医療先進国アメリカの歯科事情は?
先日、アメリカの歯科医院を見学する機会を頂けたため見学に行って参りました。
場所はアメリカの中央にあるカンザス州にある歯科医院です。
アメリカの医療制度にはいわゆる日本で言うところの『保険治療』と言うものがなく、全て自費治療です。
つまり、虫歯を一本治療するだけで数万円という医療費がかかることになります。
そこでアメリカでは民間の保険会社が医療保険を扱っており、個人の自由で保険に加入することが出来ます。
保険の種類によりますが、保険に加入しておくことで軽い負担で医療を受けられるようになります。
しかし、医療費を保険会社に負担してもらうために患者さんはやらなければならない事があります。
それが『年に2回の定期検診』です。
今回はこの定期検診に密着取材させて頂きました。
アメリカで歯科検診は義務?
まずアメリカで定期検診を受けたい場合、3ヶ月ほど前から予約を取らなければなりません。
日本人の感覚からするとあり得ないと感じるかもしれませんが、実はこういった国は少なくありません。
さらに予約日に行かなかったり、直前にキャンセルをすると数千円〜数万円のペナルティーを払わなければなりません。
これに関して日本ではペナルティーを払わせることはないと伝えたところ、「それはフェアじゃない。こちらは一人一人に対してきちんと準備をして待っているんだから、来るのが礼儀だし、来られないのであれば前もって連絡をしていただくのが筋だ」と言っていました。
確かにそうですね!
しかし、デメリットばかりではなくある意味「強制的に」定期検診に行かせられるで虫歯や歯周病などの病気を小さいうちに発見し、簡単な治療で済むようにすることが出来ます。
実は歯科の定期受診はアメリカの社会にも広く認知されていて、よく映画などでビジネスマンが『今日は歯医者の予約があるから早退する。』と行ったシーンにも表れています。
誰もが定期検診が必要だと考えているので、咎める人もいませんしむしろ行ってらっしゃい的な雰囲気にすらなっているのです。
アメリカの定期検診、その内容とは?
今回見学させて頂いた歯科医院ではまず「血圧測定」から健診がスタートしました。
歯医者にまつわる病気の中でも特に「歯周病」は、心疾患との関連性が高い病気です。
例えば歯周病の患者さんは約1.6倍も狭心症になりやすいリスクがあります。
その他にも日本人の死因のトップ3である『肺炎』のリスクが約4倍、糖尿病のリスクも2.6倍と歯周病であると言うだけで様々な病気にかかりやすくなるのです。
少なくともリウマチや高血圧といった10種類以上の全身の病気にかかりやすくなると言うことが分かっています。

-- 検討する記録 --
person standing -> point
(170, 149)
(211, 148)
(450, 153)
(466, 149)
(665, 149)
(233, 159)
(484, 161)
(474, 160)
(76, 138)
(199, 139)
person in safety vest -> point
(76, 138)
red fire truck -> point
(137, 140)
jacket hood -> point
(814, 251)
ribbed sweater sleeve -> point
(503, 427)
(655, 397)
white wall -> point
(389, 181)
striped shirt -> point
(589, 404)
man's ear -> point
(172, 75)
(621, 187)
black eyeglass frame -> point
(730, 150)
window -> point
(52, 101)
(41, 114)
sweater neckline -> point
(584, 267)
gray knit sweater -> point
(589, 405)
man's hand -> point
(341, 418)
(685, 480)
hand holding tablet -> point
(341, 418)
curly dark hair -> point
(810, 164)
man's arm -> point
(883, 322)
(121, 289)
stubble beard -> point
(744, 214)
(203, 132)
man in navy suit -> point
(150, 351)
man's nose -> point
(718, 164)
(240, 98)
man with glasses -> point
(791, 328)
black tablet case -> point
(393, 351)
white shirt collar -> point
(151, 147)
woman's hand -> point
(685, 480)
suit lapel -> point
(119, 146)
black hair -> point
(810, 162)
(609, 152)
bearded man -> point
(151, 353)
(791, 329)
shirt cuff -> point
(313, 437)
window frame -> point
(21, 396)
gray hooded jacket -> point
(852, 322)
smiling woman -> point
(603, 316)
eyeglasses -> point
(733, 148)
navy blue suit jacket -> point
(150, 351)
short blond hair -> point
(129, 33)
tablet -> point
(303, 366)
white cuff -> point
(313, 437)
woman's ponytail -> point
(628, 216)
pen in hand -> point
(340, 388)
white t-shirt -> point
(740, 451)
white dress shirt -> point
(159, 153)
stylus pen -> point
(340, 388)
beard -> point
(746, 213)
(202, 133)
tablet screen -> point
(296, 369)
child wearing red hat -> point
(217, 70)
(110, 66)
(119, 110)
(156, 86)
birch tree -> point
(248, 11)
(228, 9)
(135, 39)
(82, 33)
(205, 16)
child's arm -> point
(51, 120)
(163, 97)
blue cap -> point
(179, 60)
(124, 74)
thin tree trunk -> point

-- 課題の目的 --
アメリカの歯科定期検診を紹介した文章を、最後の文のあとから書き継いでもらえますか?

-- 課題の解答 --
https://www.fukushima-dental.jp/2017/12/19/30代からこそ行うべき歯周病予防/
そういった理由からアメリカでは歯科治療や予防処置をきちんと行うことで病気を未然に防ぎ、結果として医療費の削減につながると考えられているのです。
ちなみにアメリカで使われている健診の器具は日本でも馴染みのあるものでした。
1つ日本と違う点は、レントゲンの撮影装置が各チェアーの横に備え付けられていることです。
日本では「レントゲン」とか「エックス線」といった言葉に非常に敏感なため、レントゲンを撮影する機械は鉛の壁で覆われた部屋に置かなければなりません。
またレントゲン室の窓にも鉛が配合された特殊なガラスを使用しなければならないのです。
しかし、アメリカでは科学的な理由よってそこまで規制が厳しく無いようです。
実際に歯科治療で使われるエックス線の量は非常に少なく、最新の機械であればあるほど被曝量は抑えられています。
https://www.fukushima-dental.jp/2016/11/08/レントゲン撮影による被曝量/
衛生士さんによるチェック後、レントゲン撮影へ
血圧測定の後は、歯科衛生士さんによるお口全体のチェックがあります。
アメリカの歯科治療の特徴として面白いのが「患者さんがメガネをかける」ことです。
これは鋭い器具を使うことが多い環境なので、間違って器具が目の中に入らないようにといった配慮からです。
日本でも導入している歯科医院はありますが、あまり一般的ではありません。
チェック後、親知らずの状態を確認するために顎全体が写る大きなレントゲンを撮影していました。
その後、ドクターによるさらなるチェックが入ります。
アメリカの歯科医師も日本と同じく気さくな先生が多く、患者さんの質問に分かりやすく答えていました。
ただ、日本だと「様子を見ましょう」レベルの虫歯も「治療した方が良いですよ」という話でしたので、かなり厳密に虫歯の判定をしているんだなといった印象です。
衛生士さん、歯科医師の2人の医療従事者によるダブルチェック後、クリーニングを行い次回の定期検診までの注意点を説明して終了です。
この衛生士さんは1日8人ほど患者さんを診ているそうで、この仕事がとても楽しいと言っていました。
窓口での清算は一切なし!
健診終了後は窓口に行きますが、治療費などの清算は一切ありません。
全て保険会社が払ってくれるため払わなくていいのです。
最後に歯磨きグッズ(コルゲートの歯磨き粉とデンタルフロス)をもらって終わりました。
「コルゲート」は日本でいうところのライオンとかサンスターといった有名なメーカーです。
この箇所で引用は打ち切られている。